# Required work
Copy out every row below verbatim, keeping each character, number, and line break unchanged.

# Data in this exercise
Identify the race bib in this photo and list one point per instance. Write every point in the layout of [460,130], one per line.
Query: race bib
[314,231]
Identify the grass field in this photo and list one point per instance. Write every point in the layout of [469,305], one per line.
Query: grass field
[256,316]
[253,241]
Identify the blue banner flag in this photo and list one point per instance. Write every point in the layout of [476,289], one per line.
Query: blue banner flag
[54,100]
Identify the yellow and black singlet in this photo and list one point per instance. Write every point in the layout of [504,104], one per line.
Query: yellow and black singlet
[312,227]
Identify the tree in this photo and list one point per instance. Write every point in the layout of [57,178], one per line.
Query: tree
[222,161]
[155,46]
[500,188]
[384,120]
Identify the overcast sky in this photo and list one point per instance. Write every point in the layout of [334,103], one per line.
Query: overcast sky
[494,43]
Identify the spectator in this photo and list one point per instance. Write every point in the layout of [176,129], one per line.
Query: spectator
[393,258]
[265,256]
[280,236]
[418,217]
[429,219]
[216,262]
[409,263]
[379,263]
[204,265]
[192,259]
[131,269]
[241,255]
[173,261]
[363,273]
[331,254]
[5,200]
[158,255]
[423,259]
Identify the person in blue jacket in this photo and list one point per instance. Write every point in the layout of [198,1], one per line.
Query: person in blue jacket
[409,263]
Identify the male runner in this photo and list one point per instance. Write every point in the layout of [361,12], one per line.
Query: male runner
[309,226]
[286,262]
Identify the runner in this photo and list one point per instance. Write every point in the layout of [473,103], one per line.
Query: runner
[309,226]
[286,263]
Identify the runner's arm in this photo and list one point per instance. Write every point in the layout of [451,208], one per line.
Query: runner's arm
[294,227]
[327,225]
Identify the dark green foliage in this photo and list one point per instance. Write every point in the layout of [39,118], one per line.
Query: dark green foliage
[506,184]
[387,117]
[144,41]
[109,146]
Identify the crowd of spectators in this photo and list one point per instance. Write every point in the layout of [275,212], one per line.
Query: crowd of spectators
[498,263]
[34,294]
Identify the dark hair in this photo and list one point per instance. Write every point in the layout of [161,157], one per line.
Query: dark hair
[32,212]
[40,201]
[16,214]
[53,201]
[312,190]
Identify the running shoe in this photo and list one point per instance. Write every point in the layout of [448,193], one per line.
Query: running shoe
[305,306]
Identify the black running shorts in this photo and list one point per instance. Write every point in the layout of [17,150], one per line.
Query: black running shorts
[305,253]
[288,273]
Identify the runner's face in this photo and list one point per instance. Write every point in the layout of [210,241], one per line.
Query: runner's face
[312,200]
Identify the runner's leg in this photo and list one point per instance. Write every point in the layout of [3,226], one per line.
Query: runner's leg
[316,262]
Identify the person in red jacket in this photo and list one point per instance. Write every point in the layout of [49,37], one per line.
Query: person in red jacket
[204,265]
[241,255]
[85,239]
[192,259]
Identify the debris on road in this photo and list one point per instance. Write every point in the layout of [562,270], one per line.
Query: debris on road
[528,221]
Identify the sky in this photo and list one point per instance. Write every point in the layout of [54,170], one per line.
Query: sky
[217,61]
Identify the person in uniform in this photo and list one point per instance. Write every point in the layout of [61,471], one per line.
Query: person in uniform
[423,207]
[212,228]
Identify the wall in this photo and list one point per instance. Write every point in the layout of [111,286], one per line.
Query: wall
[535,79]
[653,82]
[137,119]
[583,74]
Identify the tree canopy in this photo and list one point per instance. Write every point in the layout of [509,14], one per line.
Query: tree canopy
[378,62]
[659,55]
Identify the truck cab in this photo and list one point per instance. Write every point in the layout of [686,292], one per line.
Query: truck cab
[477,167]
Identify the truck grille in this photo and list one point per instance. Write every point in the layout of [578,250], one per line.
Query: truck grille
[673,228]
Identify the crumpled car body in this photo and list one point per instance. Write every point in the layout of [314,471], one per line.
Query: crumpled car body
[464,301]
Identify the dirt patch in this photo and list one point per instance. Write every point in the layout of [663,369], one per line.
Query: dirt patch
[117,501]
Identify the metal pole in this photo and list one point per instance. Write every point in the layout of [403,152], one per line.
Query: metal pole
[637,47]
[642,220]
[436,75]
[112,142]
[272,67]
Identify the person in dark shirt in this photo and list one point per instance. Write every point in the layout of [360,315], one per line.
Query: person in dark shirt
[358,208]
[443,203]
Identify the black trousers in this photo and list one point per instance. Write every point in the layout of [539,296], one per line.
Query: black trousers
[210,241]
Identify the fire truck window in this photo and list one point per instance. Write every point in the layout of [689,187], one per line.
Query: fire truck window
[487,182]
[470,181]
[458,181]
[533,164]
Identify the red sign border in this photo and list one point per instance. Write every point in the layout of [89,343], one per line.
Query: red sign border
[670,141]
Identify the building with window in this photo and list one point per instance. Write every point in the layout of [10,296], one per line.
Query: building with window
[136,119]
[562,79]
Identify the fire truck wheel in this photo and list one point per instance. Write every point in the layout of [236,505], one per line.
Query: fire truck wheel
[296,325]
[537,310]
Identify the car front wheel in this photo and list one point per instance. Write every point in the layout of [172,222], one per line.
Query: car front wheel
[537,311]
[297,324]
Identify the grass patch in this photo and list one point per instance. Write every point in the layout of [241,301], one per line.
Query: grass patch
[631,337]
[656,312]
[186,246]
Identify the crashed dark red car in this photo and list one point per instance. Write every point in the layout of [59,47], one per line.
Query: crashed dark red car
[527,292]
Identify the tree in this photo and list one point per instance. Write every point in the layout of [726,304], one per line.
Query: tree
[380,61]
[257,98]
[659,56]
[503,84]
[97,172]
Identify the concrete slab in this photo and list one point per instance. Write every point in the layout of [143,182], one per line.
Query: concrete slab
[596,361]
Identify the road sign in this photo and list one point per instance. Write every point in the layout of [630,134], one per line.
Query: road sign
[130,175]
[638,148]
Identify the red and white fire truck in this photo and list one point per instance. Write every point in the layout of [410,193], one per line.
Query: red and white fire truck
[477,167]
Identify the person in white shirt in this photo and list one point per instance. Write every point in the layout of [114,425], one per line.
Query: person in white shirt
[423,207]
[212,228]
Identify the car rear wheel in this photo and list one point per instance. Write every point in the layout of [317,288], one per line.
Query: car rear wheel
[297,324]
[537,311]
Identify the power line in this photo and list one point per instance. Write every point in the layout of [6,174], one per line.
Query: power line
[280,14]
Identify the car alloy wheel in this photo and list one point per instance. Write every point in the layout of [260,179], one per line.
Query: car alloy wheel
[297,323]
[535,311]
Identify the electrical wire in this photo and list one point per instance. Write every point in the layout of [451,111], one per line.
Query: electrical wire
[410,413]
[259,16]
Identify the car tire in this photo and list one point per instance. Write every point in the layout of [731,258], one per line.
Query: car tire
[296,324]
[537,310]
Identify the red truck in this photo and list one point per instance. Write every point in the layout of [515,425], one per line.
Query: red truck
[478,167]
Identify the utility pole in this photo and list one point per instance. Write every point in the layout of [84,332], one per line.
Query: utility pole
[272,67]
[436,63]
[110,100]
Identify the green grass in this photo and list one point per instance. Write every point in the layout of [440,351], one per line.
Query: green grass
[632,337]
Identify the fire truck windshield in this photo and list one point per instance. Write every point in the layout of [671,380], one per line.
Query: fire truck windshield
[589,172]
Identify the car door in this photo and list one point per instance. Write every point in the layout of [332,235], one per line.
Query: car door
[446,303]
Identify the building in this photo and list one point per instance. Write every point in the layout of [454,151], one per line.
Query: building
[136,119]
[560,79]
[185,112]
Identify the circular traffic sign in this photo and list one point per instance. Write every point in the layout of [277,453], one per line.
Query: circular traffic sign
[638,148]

# Full response
Identify the race bib in this photo and list one point per instance. Write every point in the layout of [460,130], one per line.
Query: race bib
[314,231]
Identify the grass field in this photo and list one point per instance. Write every point in the layout of [469,305], one per line.
Query: grass field
[256,316]
[253,241]
Identify the blue banner flag in this photo and list one point per instance. Write every point in the layout of [476,289], one per line.
Query: blue banner flag
[54,100]
Identify the yellow and black singlet in this photo and list one point per instance. Write every point in the layout of [504,104], one per line.
Query: yellow and black singlet
[312,227]
Identify the tree in this photo and list one point per instance. Write every point in the layout of [57,178], one per line.
Query: tree
[222,161]
[155,46]
[500,188]
[384,120]
Identify the overcast sky in this photo and list one point per instance. Write every point in the layout of [334,103], one per line.
Query: overcast sky
[494,43]
Identify the spectator in this photo and list one point per instance. Write every point in the layout of [176,129], one per line.
Query: spectator
[393,258]
[265,256]
[280,236]
[418,217]
[429,219]
[216,262]
[409,263]
[379,263]
[204,265]
[192,259]
[131,269]
[241,255]
[173,261]
[363,273]
[331,254]
[5,200]
[158,255]
[423,259]
Identify the person in blue jacket in this photo and list one point per instance. Write every point in the layout of [198,1], one per line.
Query: person in blue jacket
[409,263]
Identify the male runner in this photo and list one point per instance. Write every point in the layout of [361,12], one per line.
Query: male runner
[309,226]
[286,262]
Identify the runner in this photo and list one point per instance. Write every point in the layout of [473,103], one per line.
Query: runner
[309,226]
[286,263]
Identify the runner's arm in this photo and list one point per instance. Write every point in the layout of [451,208], one per line.
Query: runner's arm
[294,227]
[327,225]
Identify the dark green foliage in this photo and list one point per instance. Write every point in the layout of [39,118], one per line.
Query: dark green foliage
[506,184]
[387,117]
[144,41]
[109,146]
Identify the crowd of spectators in this photo and list one point per instance. Write every point in the layout of [275,212], one per line.
Query: crowd of spectators
[498,263]
[34,294]
Identify the dark hair in this photo and list one point per instance. Write every point in the layout of [161,157], one per line.
Query: dark hair
[32,212]
[40,201]
[16,214]
[53,201]
[312,190]
Identify the running shoe in this photo and list one point per instance. Write every point in the layout of [448,193], one per line.
Query: running shoe
[305,306]
Identify the black running shorts in this photo and list one point per instance. Write every point in the layout of [17,150], one per line.
Query: black running shorts
[305,253]
[288,273]
Identify the runner's face in this photo and list one point per instance. Write every point in the layout of [210,241], one per line.
Query: runner's face
[312,200]
Identify the runner's leg in this photo and list one point per instance. Write every point in the layout of [3,226], one per line.
Query: runner's leg
[316,262]
Identify the person in red jacket in this photo and list one point per instance. Write every point in the layout of [49,37], one per line.
Query: person in red jacket
[204,265]
[241,255]
[85,239]
[192,259]
Identify the debris on road in this photo and list one point per instance. Write every point in the layout of [562,270], one per line.
Query: debris on road
[528,221]
Identify the sky in this photo and list one point per instance. Write every point in the layout of [54,170], one per line.
Query: sky
[217,61]
Identify the person in uniform in this photo and list one point per instance. Write every point in the layout of [61,471], one per line.
Query: person in uniform
[423,207]
[212,228]
Identify the wall in this photo and list one point per instance. Write every point in the layout of [111,286], one per line.
Query: wall
[535,79]
[653,82]
[137,119]
[583,74]
Identify the tree canopy in this photo and list one point per instance. Write every point in the layout of [509,14], one per line.
Query: tree canopy
[378,62]
[659,55]
Identify the truck cab in this photo and list one point per instance. Write every point in the layout of [686,292], one per line.
Query: truck cab
[477,167]
Identify the truck grille in this photo and list one point per instance. Write every point in the layout of [578,250], one per line.
Query: truck grille
[673,228]
Identify the crumpled car body in this photo and list one point per instance. Write every point in the layout of [314,471], one per line.
Query: crumpled car body
[464,301]
Identify the dirt patch in this photo and list one point per instance. Write every point in the layout of [663,369], one per line.
Query: dirt patch
[117,501]
Identify the metal pole in this photo and list one point per instance. Write every point in the layout of [403,152], one per line.
Query: metal pole
[637,47]
[642,220]
[436,75]
[112,142]
[272,67]
Identify the person in dark shirt in this photo and list one point per instance. Write every point in the layout of [360,315], one per line.
Query: person in dark shirt
[358,208]
[443,203]
Identify the black trousers in this photo and list one point per instance. Write every point in the layout of [539,296], one per line.
Query: black trousers
[210,241]
Identify the fire truck window in this photo and list one point per instance. Write every point in the layout of [689,187], one per line.
Query: fire truck window
[487,182]
[470,181]
[458,181]
[533,164]
Identify the red sign border in this photo and list one point per instance. Write every point in the layout of [89,343], one per line.
Query: red sign border
[670,141]
Identify the building with window in this photo and list one point per instance. Write every point in the layout of [10,296], one per line.
Query: building with window
[136,119]
[562,79]
Identify the fire truck wheel in this photo and list one point per instance. Write every point in the layout of [236,505], one per line.
Query: fire truck wheel
[296,325]
[537,310]
Identify the car front wheel in this photo and list one point per instance. Write every point in the layout of [172,222], one per line.
Query: car front wheel
[537,311]
[297,324]
Identify the grass patch in this photo and list one point per instance. Write every point in the layout of [241,301], one per line.
Query: grass patch
[631,337]
[656,312]
[186,246]
Identify the crashed dark red car in this photo and list one point per instance. Write every point in the layout of [59,47], one per line.
Query: crashed dark red car
[527,292]
Identify the tree in this photo and list one point per instance. Write every point in the layout of [726,304], one per line.
Query: tree
[380,61]
[257,98]
[659,56]
[503,84]
[97,172]
Identify the concrete slab in this photo and list one point per instance. Write every point in the layout of [143,182], one per line.
Query: concrete slab
[596,361]
Identify the road sign in this photo and list one point per instance. Write every point in the layout of [630,134], one per line.
Query: road sign
[130,175]
[638,148]
Identify the red and white fire truck in this photo and list one point per instance. Write every point in the layout of [410,193], one per line.
Query: red and white fire truck
[477,167]
Identify the person in white shirt in this photo and list one point per instance. Write every point in the layout of [114,425], one per line.
Query: person in white shirt
[423,207]
[212,228]
Identify the car rear wheel in this photo and list one point per instance. Write every point in the layout of [317,288], one per line.
Query: car rear wheel
[297,324]
[537,311]
Identify the power line in this photo and list one point per instance. Write every point in the layout of [6,174], one per line.
Query: power line
[280,14]
Identify the car alloy wheel in this photo and list one point per instance. Write every point in the layout of [260,179], one per line.
Query: car alloy wheel
[297,323]
[535,311]
Identify the electrical wire in this photo and list one point per instance. Write every point in the layout of [451,111], one per line.
Query: electrical wire
[410,413]
[259,16]
Identify the car tire in this photo and list one point per instance. Write every point in the layout of [731,258], one per line.
Query: car tire
[296,324]
[537,310]
Identify the red truck in this photo and list one point per instance. Write every point in the layout of [515,425], one per line.
Query: red truck
[478,167]
Identify the utility pole in this photo and list one point per instance. Write every point in the layout of [84,332], one per line.
Query: utility pole
[272,67]
[436,63]
[110,100]
Identify the green grass in this photo and list one point per instance. Write every point in the layout of [440,351], one per line.
Query: green grass
[632,337]
Identify the fire truck windshield in this photo and list one point per instance. Write every point in the layout of [671,380], one per line.
Query: fire truck windshield
[589,172]
Identify the car door in this photo and list one point per instance. Write every point in the layout of [332,235], one per line.
Query: car door
[446,303]
Identify the building in this photo and list one point per instance. Write every point in the layout of [454,151], one per line.
Query: building
[136,119]
[560,79]
[185,112]
Identify the circular traffic sign in this photo and list one point per instance. Write every point in the layout of [277,453], one per line.
Query: circular traffic sign
[638,148]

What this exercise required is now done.